Data entries |
_____
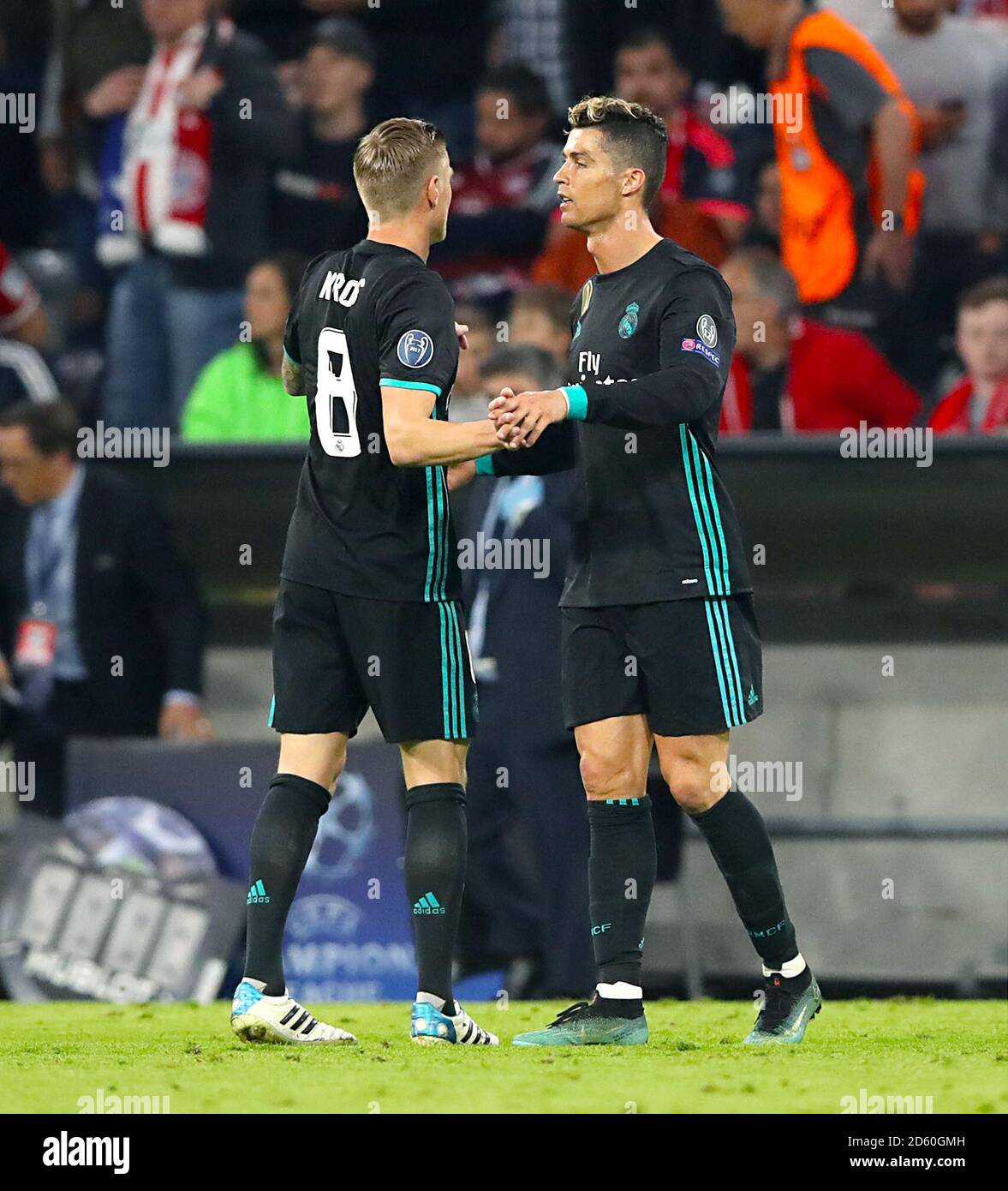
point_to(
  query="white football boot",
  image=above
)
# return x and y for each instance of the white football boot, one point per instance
(430, 1026)
(256, 1017)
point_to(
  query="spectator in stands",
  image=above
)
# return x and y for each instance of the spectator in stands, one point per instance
(503, 199)
(317, 206)
(699, 204)
(24, 33)
(24, 373)
(846, 149)
(701, 165)
(764, 229)
(518, 912)
(468, 396)
(795, 374)
(978, 404)
(540, 316)
(192, 170)
(21, 314)
(240, 396)
(540, 35)
(100, 628)
(947, 70)
(94, 75)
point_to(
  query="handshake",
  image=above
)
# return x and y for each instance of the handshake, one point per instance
(520, 418)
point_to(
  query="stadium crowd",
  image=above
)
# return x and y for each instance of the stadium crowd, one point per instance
(187, 158)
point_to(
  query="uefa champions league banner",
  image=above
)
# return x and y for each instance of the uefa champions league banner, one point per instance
(349, 934)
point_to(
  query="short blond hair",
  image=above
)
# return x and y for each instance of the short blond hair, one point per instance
(393, 161)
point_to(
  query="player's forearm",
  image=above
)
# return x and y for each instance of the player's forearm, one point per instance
(431, 443)
(555, 452)
(666, 398)
(895, 155)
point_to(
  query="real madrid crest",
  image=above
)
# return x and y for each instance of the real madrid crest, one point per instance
(586, 296)
(629, 321)
(707, 330)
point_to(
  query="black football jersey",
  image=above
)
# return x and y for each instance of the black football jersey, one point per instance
(373, 314)
(649, 361)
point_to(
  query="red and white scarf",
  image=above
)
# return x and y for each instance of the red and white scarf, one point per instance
(167, 159)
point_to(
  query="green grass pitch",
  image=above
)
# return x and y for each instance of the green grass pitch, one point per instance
(955, 1052)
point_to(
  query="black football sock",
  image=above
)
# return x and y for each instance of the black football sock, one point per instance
(283, 839)
(738, 840)
(622, 867)
(436, 843)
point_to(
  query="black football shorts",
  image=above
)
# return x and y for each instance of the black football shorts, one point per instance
(333, 656)
(694, 667)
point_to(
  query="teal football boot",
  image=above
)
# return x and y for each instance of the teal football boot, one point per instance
(785, 1011)
(588, 1023)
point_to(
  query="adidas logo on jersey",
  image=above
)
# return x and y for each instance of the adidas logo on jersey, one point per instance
(428, 904)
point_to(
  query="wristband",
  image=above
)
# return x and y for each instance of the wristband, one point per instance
(576, 402)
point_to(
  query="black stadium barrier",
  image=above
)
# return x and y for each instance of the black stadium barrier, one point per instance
(845, 549)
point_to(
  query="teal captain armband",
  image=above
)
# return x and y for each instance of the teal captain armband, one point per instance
(576, 402)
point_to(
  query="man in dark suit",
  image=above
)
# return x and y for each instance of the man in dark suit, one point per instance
(526, 885)
(100, 626)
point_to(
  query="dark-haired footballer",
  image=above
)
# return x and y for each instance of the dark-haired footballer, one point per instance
(660, 644)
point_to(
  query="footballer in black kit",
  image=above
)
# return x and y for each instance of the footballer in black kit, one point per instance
(657, 566)
(369, 611)
(660, 648)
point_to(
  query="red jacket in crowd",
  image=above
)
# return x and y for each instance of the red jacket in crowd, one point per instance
(836, 379)
(951, 416)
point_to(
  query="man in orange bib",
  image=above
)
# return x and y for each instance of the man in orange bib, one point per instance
(848, 141)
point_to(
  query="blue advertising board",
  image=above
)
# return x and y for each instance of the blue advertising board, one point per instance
(349, 934)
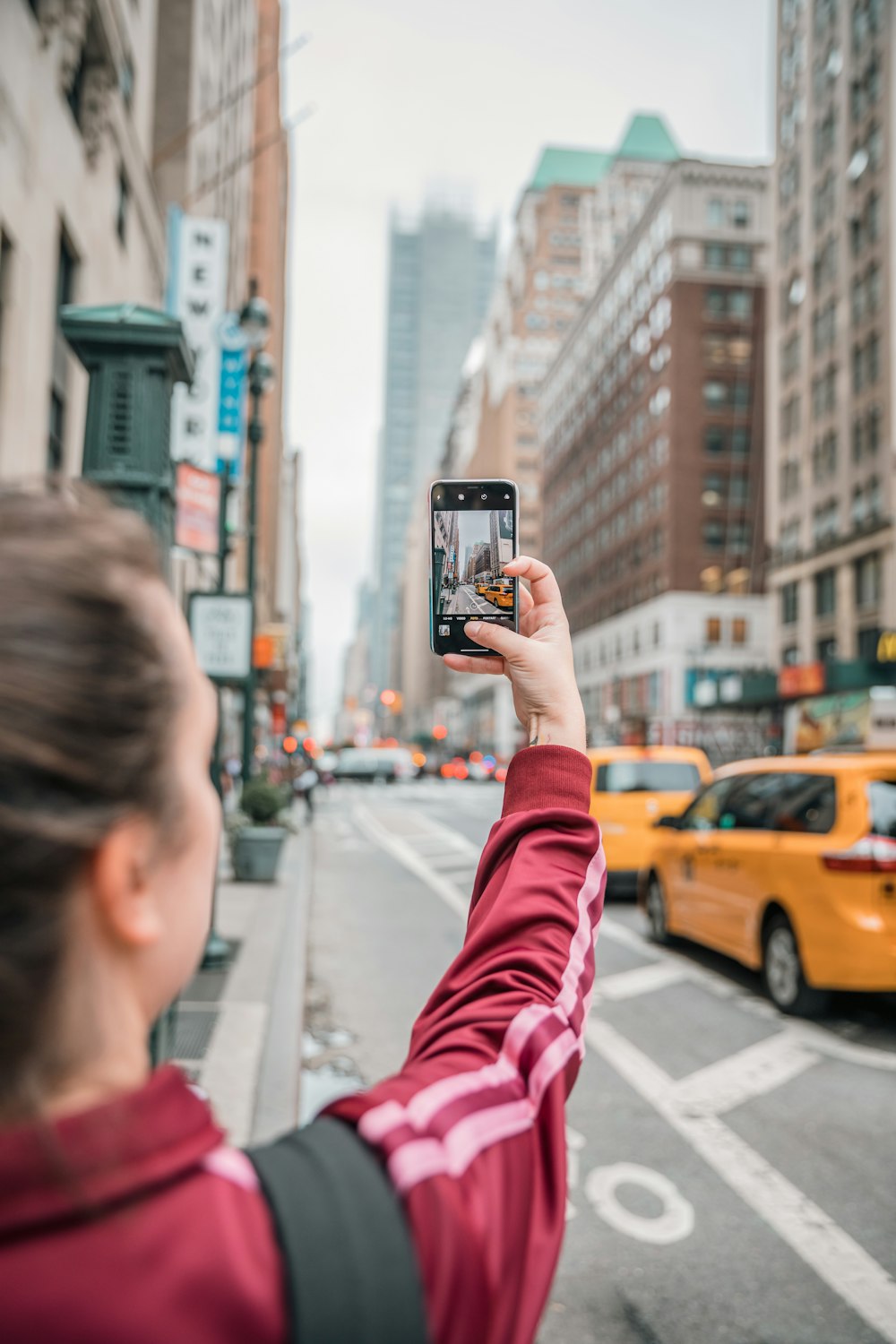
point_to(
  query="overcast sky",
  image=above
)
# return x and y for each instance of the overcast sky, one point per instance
_____
Set down the material above as is, without any pictures.

In response |
point_to(
  query="white football boot",
  image=above
)
# return x and y for each instance of the white football boot, one point per instance
(430, 1026)
(256, 1017)
point_to(
  query="spectator in stands",
  image=above
)
# return x and y for each instance of the spectator in stands, one point per instance
(503, 199)
(317, 206)
(699, 204)
(24, 33)
(24, 373)
(846, 149)
(701, 165)
(764, 229)
(518, 912)
(468, 396)
(795, 374)
(978, 404)
(540, 316)
(192, 170)
(21, 314)
(240, 396)
(540, 35)
(100, 628)
(947, 70)
(94, 75)
point_to(
  query="handshake",
  image=above
)
# return x and y for each instance of the handshake, one point per instance
(520, 418)
point_to(
  query="stadium crowd",
  image=above
)
# return x and y for each instance of the stadium crowd, one point per instance
(187, 158)
point_to(
  query="uefa champions league banner",
  image=above
)
# return x and y for each instance of the uefa champions league banner, one point per instance
(349, 934)
point_to(
  query="short blond hair",
  image=above
)
# return x and y for each instance of the short blond hair, one point per instance
(393, 161)
point_to(
  query="player's forearm",
  image=above
)
# return x and y for each instance of the player's forearm, one point per instance
(431, 443)
(555, 452)
(666, 398)
(895, 155)
point_to(
  query="real madrid crest",
  image=above
)
# return x and y for each instance of the real madrid crest, one point per instance
(586, 296)
(629, 321)
(707, 330)
point_to(
  query="black football jersey",
  image=above
)
# return x and y for each instance of the black football jersey, one point per instance
(373, 314)
(649, 361)
point_to(
  query="red and white scarf",
  image=above
)
# return x and y for each instance of the red and white scarf, one point per instance
(167, 159)
point_to(
  query="green grass pitch",
  image=above
)
# return x and y for each instance of the green grass pitch, one point per instance
(955, 1052)
point_to(
  query="black football sock",
  image=above
)
# return x and y for each instance of the black football sock, one point per instance
(283, 839)
(738, 840)
(622, 867)
(436, 843)
point_to(
  query="black football shorts",
  image=above
)
# return x and y for each instance of the black football shorts, one point per instance
(333, 656)
(694, 667)
point_to(
  query="teal football boot",
  image=above
)
# return x and y for each instance of the teal football boot, one point per instance
(785, 1011)
(588, 1023)
point_to(
  query="adidas logo on jersey",
  image=above
)
# return x and y for each instance of the adidas logo on jersey, one point per instance
(428, 904)
point_to(
  query="wristband",
  image=above
)
# return x and y for each instance of the wristband, one point per instance
(576, 402)
point_to(
  query="black stadium barrier",
  image=above
)
# return x and y for each instance of the black stadium barrier, one point per instance
(845, 549)
point_to(
  query="teal captain armband",
  image=above
)
# return x and y for each instance of the teal captain armband, one point per instance
(576, 402)
point_to(
  query="man in dark suit",
  image=above
)
# return x and y for each instance of the man in dark suit, one point per instance
(526, 885)
(100, 626)
point_to(
  query="dark-haired footballer",
  image=above
)
# return x and y for each instance of the dark-haired footballer, one point per instance
(660, 644)
point_to(
  query="footballer in black kit",
  image=above
)
# return x and y for each instance of the footballer in black kit, one point per instance
(657, 566)
(369, 611)
(660, 648)
point_to(
  query="red jacket in crowd",
  image=above
)
# return x and y for each instance of the red jacket in crowd, one point per instance
(836, 379)
(951, 416)
point_to(
  query="man in orange bib",
  image=above
)
# return x and y for each instance of the man in orange bib, one point per instance
(848, 141)
point_to(
  query="blue advertising board",
  image=above
)
# return x and y for each instance of the blue advertising board, one point per instance
(349, 934)
point_to(
  query="overcast sky",
  image=above
)
# return x and y for each instance of the overcast sky, one point per instance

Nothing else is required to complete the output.